Region labeling records
▽
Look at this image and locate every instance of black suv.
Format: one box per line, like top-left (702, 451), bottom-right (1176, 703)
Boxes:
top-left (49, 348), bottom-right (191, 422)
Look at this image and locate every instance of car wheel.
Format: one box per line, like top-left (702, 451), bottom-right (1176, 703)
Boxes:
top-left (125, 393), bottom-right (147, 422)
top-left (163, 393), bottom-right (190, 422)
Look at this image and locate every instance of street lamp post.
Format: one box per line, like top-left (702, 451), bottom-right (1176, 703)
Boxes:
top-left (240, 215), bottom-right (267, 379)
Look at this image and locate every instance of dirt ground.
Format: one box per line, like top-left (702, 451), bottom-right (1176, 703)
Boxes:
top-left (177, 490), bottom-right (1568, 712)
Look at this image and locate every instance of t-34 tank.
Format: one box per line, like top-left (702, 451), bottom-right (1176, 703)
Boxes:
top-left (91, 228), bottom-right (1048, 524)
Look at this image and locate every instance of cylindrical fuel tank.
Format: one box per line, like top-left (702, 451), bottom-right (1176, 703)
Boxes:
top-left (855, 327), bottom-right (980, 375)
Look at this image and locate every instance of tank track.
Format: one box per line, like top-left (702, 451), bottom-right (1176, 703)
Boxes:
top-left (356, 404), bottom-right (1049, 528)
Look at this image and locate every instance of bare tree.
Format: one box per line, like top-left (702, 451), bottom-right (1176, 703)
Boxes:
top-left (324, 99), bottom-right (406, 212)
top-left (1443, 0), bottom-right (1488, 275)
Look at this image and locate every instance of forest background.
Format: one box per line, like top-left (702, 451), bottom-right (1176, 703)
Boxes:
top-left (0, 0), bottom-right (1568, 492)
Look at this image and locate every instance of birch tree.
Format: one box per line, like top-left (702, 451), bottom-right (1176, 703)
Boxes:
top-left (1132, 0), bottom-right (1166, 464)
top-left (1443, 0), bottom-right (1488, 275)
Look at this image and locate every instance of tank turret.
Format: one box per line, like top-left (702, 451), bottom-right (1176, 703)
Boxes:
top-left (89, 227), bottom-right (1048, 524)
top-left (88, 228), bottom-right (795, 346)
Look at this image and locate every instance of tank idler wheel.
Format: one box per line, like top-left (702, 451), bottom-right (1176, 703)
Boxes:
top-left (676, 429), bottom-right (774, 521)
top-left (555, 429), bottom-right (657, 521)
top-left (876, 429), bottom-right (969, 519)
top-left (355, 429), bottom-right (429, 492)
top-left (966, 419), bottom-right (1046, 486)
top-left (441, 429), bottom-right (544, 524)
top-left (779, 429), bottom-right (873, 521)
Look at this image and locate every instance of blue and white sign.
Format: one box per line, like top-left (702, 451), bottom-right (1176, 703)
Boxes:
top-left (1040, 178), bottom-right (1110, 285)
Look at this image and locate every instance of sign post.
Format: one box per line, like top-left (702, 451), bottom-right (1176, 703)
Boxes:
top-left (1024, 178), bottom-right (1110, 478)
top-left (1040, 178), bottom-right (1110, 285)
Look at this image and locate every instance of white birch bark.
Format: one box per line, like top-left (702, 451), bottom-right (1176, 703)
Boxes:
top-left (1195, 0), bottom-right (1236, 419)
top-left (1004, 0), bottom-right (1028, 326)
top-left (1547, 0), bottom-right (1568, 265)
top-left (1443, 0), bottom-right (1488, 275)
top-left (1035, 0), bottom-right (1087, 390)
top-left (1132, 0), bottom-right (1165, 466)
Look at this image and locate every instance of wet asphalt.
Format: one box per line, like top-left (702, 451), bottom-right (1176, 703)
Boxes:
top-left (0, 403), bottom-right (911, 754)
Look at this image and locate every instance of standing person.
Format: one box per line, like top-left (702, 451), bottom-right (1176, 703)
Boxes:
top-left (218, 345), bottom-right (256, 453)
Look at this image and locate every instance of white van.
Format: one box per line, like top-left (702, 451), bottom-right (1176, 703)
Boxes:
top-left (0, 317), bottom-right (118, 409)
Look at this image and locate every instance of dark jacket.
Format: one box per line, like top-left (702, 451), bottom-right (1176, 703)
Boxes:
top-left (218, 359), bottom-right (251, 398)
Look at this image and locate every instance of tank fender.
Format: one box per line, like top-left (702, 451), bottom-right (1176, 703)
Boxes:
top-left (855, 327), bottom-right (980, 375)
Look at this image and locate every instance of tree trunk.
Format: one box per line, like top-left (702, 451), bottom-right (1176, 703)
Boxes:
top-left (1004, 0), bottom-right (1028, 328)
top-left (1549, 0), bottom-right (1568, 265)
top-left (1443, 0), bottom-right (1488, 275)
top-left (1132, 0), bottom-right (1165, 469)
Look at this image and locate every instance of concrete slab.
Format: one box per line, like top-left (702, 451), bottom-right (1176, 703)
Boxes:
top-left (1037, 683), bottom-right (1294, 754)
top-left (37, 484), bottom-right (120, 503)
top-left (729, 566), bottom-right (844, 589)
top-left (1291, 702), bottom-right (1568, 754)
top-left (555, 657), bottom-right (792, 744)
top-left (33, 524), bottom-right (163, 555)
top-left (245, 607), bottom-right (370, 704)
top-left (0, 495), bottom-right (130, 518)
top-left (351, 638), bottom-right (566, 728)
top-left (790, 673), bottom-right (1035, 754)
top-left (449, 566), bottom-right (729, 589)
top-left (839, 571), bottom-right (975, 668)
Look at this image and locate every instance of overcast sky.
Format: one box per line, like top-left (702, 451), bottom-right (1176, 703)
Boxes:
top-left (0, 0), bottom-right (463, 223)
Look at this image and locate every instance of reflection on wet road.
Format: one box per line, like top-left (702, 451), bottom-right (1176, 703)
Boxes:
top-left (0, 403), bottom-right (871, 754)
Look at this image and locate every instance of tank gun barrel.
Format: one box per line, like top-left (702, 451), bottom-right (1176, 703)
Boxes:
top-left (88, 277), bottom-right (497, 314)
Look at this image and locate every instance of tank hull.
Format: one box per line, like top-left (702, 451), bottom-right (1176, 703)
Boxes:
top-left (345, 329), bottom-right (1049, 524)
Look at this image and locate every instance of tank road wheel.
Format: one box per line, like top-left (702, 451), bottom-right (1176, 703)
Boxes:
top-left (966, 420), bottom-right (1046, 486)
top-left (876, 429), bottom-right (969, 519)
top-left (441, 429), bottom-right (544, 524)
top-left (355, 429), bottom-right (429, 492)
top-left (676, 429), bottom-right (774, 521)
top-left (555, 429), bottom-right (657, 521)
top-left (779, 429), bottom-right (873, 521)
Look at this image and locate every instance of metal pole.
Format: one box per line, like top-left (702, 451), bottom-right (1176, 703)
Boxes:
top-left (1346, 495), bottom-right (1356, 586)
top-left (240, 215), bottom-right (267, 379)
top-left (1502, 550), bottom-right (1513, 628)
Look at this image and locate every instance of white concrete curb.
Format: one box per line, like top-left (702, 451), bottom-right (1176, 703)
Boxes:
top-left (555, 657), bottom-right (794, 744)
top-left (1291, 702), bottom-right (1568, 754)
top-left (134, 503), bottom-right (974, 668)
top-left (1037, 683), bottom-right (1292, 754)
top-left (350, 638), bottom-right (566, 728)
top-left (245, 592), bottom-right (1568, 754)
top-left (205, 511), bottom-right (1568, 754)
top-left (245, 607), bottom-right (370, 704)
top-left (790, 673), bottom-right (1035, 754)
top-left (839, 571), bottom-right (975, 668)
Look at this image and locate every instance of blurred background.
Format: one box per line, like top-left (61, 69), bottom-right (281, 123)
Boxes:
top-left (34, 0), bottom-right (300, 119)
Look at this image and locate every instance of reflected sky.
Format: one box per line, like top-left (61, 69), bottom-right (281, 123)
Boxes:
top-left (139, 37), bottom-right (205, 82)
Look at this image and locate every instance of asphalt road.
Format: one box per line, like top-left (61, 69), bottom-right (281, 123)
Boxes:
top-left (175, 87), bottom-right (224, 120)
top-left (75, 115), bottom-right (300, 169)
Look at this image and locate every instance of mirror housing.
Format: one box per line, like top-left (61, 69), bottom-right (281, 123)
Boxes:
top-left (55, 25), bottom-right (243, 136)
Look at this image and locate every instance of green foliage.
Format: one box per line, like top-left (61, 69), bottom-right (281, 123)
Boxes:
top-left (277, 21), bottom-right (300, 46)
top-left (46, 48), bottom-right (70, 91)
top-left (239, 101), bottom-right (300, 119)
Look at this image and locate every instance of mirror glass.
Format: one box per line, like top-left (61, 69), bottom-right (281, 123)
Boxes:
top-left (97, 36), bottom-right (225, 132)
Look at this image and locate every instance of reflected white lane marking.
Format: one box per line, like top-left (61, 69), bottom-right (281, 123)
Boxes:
△
→ BRIEF
Return everything from the line that contains "Look at this image and locate every instance of concrete" down to the line that contains "top-left (37, 484), bottom-right (120, 503)", both included, reproducing each line exactly as it appears.

→ COMPLETED TASK
Look at this image and locate every instance of concrete slab.
Format: one box per line, like top-left (702, 451), bottom-right (1176, 703)
Boxes:
top-left (1037, 683), bottom-right (1294, 754)
top-left (37, 484), bottom-right (120, 503)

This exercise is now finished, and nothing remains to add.